DIRECTION – Retype the data below without any changes, starting at its first line and stopping after the line that contains "[587,223,728,263]".
## BEGIN DATA TO PROCESS
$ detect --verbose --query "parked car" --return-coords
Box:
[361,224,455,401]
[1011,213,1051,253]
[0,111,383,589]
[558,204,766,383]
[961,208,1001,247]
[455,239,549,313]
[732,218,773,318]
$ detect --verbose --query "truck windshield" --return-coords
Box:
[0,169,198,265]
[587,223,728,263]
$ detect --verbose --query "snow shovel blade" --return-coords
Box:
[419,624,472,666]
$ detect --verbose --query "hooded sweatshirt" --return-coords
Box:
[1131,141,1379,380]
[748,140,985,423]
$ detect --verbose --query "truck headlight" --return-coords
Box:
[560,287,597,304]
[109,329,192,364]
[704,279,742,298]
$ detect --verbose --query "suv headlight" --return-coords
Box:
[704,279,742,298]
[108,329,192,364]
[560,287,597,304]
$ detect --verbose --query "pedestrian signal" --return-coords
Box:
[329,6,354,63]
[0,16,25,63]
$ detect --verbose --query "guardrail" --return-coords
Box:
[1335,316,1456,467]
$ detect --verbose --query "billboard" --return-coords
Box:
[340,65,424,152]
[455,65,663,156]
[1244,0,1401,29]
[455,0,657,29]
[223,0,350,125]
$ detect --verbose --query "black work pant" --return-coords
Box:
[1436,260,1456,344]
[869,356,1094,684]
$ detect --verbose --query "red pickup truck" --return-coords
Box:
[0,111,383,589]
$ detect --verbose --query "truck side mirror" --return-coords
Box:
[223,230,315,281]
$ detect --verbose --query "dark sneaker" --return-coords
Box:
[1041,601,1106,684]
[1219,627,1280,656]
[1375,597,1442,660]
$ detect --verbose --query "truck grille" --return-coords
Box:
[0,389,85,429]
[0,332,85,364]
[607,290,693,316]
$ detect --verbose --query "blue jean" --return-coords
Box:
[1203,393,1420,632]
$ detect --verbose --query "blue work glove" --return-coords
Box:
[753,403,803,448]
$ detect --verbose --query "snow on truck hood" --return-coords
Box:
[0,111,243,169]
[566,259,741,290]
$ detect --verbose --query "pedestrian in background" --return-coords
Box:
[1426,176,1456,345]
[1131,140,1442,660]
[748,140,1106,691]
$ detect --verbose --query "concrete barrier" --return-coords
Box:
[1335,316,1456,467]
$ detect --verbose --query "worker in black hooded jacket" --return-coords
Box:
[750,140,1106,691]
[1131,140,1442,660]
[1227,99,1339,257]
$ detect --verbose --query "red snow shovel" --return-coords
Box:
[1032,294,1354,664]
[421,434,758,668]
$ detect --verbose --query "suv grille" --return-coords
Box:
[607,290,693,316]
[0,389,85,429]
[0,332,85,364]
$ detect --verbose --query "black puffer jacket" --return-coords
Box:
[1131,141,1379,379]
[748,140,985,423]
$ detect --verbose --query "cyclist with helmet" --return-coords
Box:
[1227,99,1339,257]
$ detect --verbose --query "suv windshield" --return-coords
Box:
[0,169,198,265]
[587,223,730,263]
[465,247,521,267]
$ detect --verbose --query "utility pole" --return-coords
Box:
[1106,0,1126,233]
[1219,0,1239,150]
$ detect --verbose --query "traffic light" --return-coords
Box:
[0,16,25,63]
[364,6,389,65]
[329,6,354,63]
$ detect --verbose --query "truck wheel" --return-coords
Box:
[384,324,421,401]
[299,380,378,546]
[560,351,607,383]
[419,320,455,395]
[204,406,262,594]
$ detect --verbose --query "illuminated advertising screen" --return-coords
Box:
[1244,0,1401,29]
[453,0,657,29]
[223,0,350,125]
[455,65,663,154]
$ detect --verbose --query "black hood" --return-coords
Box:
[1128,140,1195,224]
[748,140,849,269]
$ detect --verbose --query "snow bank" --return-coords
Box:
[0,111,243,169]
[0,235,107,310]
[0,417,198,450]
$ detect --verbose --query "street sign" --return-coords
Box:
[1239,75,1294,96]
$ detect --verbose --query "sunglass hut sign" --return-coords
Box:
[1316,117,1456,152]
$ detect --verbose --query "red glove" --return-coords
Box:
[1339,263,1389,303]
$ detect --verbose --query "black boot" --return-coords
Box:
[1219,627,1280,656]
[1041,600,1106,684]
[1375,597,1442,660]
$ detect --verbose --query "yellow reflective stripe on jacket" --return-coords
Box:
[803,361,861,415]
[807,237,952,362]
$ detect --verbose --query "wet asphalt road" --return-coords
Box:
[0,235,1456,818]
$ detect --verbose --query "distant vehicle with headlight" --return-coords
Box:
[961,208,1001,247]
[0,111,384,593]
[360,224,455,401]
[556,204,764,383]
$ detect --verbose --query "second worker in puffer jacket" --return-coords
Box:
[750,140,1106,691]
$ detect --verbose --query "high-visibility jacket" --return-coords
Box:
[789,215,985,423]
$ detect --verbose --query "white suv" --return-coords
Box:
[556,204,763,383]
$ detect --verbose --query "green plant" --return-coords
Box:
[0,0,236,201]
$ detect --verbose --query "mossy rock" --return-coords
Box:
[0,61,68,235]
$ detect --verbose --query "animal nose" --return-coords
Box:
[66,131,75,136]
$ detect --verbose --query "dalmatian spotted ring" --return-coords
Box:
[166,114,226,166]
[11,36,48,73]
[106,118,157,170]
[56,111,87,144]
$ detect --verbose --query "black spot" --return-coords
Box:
## END DATA TO PROCESS
COMPLETE RESPONSE –
$ detect --verbose --query "parked car" --return-coords
Box:
[361,224,455,401]
[1011,213,1051,253]
[0,111,383,589]
[558,204,766,383]
[961,208,1001,247]
[455,239,549,313]
[732,218,773,318]
$ detect --verbose --query "truck windshield" --return-coords
Box:
[0,169,198,265]
[587,223,728,263]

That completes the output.